Everything from the line containing "Point out every instance of the yellow" through the last line of the records below should be printed exactly, please, and nothing else.

[START]

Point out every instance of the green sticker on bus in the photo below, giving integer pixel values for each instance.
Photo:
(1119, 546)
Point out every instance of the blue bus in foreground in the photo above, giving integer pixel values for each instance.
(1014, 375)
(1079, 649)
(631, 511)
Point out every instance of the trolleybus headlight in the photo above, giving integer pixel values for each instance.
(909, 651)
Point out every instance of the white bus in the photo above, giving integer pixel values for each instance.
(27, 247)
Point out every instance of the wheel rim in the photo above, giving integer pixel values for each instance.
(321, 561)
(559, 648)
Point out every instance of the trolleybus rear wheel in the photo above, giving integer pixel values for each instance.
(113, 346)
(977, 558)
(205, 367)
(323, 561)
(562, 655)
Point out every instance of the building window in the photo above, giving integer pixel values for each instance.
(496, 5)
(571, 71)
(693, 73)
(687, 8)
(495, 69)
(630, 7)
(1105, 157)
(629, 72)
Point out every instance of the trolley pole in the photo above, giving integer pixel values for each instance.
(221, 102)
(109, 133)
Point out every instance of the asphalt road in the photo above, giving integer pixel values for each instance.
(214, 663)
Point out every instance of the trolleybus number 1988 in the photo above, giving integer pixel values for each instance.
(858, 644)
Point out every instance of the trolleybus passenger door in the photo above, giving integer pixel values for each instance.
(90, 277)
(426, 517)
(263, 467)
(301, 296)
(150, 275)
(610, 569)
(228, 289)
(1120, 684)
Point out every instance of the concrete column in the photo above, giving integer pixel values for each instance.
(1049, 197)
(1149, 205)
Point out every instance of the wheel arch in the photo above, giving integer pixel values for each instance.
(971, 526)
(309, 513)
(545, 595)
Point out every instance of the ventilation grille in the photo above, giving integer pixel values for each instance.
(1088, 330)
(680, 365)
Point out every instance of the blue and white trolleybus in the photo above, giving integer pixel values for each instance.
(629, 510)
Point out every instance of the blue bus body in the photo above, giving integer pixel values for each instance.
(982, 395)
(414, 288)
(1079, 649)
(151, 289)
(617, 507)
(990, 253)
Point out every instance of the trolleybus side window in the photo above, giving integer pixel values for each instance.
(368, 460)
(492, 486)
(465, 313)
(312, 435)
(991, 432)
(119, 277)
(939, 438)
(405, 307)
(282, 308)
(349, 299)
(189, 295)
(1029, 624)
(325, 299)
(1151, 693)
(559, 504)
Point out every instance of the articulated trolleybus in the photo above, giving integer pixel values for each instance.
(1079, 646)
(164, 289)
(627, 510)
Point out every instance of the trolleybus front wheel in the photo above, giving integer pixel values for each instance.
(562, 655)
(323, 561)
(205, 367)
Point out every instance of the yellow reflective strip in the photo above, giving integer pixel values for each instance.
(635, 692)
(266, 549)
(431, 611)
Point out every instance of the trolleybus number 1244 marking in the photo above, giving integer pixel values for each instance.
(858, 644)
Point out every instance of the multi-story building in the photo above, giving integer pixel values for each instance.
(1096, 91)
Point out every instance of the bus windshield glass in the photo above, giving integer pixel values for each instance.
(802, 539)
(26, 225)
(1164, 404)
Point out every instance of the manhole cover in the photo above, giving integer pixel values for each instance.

[END]

_Worked answer_.
Point out every instance of the yellow reflective strip in the photo above, giving integer pixel values for each instance.
(635, 692)
(266, 549)
(431, 611)
Point out every instance of the trolleybus number 1244 marking in the photo above, giving integer pixel values for each instance.
(858, 644)
Point out every instance of the multi-story building in the photo above, giving integer pixel values for each instance.
(1096, 91)
Point out every instance of the bus windshield glass in the photo above, giving integer pixel values for each instance.
(802, 539)
(26, 225)
(1164, 404)
Point out every instance of the manhole cover in the photo above, giving integer pixel values for each instance.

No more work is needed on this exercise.